_Work instructions_
1. Decide whether each statement agrees with the methods passage below. For each one, answer yes or no and quote the words that decide it. (a) Each of the five SDQ subscales has five items. (b) Higher SDQ scores indicate fewer difficulties. (c) RMSEA values under 0.08 were taken to mean good model fit.
2. In the methods passage below, rewrite everything from "We used SPSS" down to "fit (Raftery 1995).", replacing "BIC" with "Schwarz criterion".

_Passage to read_
******
SDQ-deu: Psychological distress

We used a German adaptation (Lohbeck et al. 2015) of Goodman’s (1997) Strengths and Difficulties Questionnaire (SDQ). The scale is a validated instrument with 25 items, measuring social behavior, emotional problems, behavioral problems, hyperactivity, and problems with peers. Sample items include “I worry a lot” and “I often get into fights. I can force others to do what I want”. Each of the five subscales contains five items. Answers were given on three-point scales marked 0 = not true, 1 = partially true, 2 = completely true. Negatively coded items were reversed before summing up items to subscale and total scale scores. Higher scores indicate greater difficulties. Scale reliabilities amount to Alpha = .69 for the SDQ total score, as well as .73 (emotional problems), .38 (behavioral problems), .71 (hyperactivity), .70 (peer problems), and .63 (social behavior) for the subscales.

Data Analysis

We used SPSS 22 (IBM, 2012) and Mplus 7.11 (Muthén and Muthén 1998-2012). For confirmatory factor analyses model fit was evaluated by (1) the—ideally non-significant— χ2 test (Bentler and Bonett 1980); (2) the comparative fit index (CFI) with values of .90/.95 and above indicating appropriate/good model fit (Bentler 1990; Hu and Bentler 1999); (3) the root mean square error of approximation (RMSEA) with values less than 0.08 indicating good model fit (Browne and Cudeck 1993); and (4) the standardized root mean square residual (SRMR) with values less than 0.08 (Hu and Bentler 1999) considered to reflect good fit. For model comparisons we used the Bayesian Information Criterion (BIC) as a comparative fit index (Schwarz 1978). Lower scores indicate better model fit and differences greater than +/˗10 indicate unequal fit (Raftery 1995).
******
_Provided information_
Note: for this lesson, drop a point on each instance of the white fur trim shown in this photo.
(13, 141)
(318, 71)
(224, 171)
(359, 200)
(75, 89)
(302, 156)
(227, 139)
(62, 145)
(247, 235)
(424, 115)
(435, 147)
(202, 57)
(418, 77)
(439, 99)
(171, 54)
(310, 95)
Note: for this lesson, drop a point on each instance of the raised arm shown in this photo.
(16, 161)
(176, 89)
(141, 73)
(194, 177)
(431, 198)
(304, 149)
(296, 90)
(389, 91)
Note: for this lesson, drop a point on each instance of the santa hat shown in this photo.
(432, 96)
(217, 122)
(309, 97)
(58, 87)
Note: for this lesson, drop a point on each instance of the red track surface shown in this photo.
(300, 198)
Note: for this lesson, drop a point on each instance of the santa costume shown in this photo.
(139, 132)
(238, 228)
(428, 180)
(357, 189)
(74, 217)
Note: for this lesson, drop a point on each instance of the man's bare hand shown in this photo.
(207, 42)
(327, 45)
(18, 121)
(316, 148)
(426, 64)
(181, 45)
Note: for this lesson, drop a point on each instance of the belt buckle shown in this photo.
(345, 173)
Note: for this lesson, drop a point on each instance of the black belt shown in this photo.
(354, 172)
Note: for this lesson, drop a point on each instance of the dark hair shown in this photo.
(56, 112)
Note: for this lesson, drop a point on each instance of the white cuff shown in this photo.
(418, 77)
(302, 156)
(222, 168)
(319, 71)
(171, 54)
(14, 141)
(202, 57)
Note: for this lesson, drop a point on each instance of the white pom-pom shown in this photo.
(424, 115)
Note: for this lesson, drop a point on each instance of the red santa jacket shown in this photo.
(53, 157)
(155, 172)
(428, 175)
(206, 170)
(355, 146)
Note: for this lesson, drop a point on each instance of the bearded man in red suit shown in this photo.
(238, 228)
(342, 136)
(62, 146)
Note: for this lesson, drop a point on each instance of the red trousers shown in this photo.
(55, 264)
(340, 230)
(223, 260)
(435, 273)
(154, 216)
******
_Solutions_
1.
(a) Yes: "Each of the five subscales contains five items."
(b) No: "Higher scores indicate greater difficulties."
(c) Yes: "the root mean square error of approximation (RMSEA) with values less than 0.08 indicating good model fit"

2.
We used SPSS 22 (IBM, 2012) and Mplus 7.11 (Muthén and Muthén 1998-2012). For confirmatory factor analyses model fit was evaluated by (1) the—ideally non-significant— χ2 test (Bentler and Bonett 1980); (2) the comparative fit index (CFI) with values of .90/.95 and above indicating appropriate/good model fit (Bentler 1990; Hu and Bentler 1999); (3) the root mean square error of approximation (RMSEA) with values less than 0.08 indicating good model fit (Browne and Cudeck 1993); and (4) the standardized root mean square residual (SRMR) with values less than 0.08 (Hu and Bentler 1999) considered to reflect good fit. For model comparisons we used the Bayesian Information Criterion (Schwarz criterion) as a comparative fit index (Schwarz 1978). Lower scores indicate better model fit and differences greater than +/˗10 indicate unequal fit (Raftery 1995).